= Exercise materials =

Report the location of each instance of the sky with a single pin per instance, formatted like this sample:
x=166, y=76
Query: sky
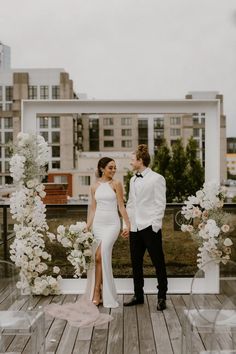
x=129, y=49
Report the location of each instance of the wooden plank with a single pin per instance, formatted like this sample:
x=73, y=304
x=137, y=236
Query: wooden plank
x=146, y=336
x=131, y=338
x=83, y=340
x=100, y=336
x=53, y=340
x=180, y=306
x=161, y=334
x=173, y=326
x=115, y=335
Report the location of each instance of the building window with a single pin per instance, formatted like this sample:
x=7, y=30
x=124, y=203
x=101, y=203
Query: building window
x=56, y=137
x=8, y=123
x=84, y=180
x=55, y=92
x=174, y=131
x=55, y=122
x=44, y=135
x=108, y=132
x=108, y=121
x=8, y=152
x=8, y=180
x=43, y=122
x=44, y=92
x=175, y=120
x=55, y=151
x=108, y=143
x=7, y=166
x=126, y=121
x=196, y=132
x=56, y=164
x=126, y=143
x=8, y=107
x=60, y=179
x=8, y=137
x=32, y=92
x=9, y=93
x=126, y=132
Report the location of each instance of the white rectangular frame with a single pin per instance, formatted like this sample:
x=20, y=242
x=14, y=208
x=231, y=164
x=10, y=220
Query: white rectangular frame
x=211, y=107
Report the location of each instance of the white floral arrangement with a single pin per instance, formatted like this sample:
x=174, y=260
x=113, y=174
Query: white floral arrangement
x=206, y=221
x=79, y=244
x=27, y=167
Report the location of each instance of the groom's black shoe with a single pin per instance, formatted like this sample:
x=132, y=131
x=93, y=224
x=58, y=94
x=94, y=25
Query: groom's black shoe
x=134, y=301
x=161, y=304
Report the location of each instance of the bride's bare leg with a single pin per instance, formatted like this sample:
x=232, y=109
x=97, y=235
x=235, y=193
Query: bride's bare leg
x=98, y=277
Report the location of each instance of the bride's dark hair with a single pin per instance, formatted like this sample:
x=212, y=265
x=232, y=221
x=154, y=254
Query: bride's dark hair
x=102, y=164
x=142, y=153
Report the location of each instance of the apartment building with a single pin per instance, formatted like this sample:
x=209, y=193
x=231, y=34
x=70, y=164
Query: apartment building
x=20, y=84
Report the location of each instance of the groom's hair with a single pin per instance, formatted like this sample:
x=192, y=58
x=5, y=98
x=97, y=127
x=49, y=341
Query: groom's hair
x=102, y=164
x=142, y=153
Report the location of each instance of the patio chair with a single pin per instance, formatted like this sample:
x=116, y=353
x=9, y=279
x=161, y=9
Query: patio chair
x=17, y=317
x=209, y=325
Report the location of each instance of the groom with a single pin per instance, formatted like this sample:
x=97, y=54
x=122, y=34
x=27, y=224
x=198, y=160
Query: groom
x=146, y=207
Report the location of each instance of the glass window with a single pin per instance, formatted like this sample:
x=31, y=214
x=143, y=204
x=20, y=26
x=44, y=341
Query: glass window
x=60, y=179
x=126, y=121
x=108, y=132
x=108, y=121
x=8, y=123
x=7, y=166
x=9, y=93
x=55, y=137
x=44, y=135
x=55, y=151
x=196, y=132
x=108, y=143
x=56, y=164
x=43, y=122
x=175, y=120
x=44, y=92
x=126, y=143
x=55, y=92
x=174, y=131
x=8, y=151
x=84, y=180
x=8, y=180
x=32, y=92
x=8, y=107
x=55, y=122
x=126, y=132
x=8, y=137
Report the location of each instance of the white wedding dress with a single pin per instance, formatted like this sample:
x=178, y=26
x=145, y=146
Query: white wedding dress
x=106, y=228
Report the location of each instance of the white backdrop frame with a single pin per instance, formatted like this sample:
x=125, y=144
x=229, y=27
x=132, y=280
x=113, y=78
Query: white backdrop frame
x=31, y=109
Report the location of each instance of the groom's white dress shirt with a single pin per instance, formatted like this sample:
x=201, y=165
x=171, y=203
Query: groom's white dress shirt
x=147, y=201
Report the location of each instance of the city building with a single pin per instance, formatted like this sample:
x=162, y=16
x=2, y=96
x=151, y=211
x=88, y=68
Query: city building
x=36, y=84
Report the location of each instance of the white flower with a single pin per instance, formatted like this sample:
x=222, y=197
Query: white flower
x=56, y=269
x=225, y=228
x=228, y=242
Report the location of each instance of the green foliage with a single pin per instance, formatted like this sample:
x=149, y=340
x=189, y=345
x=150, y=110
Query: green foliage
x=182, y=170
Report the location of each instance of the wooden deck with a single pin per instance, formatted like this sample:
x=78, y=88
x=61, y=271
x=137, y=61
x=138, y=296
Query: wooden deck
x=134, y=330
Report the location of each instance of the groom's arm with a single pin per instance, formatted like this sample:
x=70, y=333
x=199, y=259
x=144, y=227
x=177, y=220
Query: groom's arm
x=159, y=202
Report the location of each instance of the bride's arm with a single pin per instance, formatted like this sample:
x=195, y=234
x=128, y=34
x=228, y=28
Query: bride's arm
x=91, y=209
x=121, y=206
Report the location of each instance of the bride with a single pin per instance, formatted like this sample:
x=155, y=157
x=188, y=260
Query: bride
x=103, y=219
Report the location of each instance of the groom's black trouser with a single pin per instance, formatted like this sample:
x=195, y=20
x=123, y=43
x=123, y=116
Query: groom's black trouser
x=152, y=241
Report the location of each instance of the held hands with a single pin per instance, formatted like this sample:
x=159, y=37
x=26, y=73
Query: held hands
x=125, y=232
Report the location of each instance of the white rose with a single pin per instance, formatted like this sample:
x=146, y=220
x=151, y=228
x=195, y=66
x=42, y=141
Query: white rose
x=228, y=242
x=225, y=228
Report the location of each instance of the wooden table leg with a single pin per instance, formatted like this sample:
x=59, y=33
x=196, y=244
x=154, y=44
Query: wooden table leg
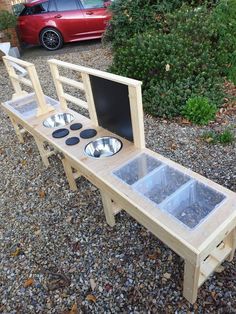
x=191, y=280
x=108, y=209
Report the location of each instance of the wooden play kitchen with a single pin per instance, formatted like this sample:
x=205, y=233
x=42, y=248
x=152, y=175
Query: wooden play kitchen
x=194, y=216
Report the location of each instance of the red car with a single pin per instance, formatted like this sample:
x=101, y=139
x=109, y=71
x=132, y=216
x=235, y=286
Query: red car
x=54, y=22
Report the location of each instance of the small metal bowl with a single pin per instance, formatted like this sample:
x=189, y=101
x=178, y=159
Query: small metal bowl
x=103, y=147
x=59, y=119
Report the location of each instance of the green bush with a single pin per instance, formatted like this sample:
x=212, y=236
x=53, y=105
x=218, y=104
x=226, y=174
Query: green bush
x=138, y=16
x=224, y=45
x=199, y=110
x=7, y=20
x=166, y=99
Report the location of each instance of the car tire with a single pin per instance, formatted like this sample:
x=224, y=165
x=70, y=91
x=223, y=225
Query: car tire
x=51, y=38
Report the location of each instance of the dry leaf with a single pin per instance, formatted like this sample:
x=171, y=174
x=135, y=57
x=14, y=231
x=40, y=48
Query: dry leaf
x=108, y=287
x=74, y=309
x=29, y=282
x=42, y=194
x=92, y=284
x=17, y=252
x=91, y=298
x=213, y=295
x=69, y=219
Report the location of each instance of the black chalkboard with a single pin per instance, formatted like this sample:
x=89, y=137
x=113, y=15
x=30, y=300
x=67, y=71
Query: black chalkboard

= What to work on =
Starting at the line above that contains "Report the location of each instance of the bride with" and ending with the line that contains "x=152, y=241", lay out those lines as a numbered list, leaving out any blank lines.

= Task result =
1. Report the location of each instance of the bride with a single pin per instance, formatted like this sample:
2. x=155, y=157
3. x=188, y=260
4. Query: bride
5. x=103, y=219
6. Report the location of each instance of the groom's black trouser with a single pin per instance, formatted like this sample:
7. x=195, y=20
8. x=123, y=43
9. x=123, y=116
10. Query: groom's black trouser
11. x=152, y=241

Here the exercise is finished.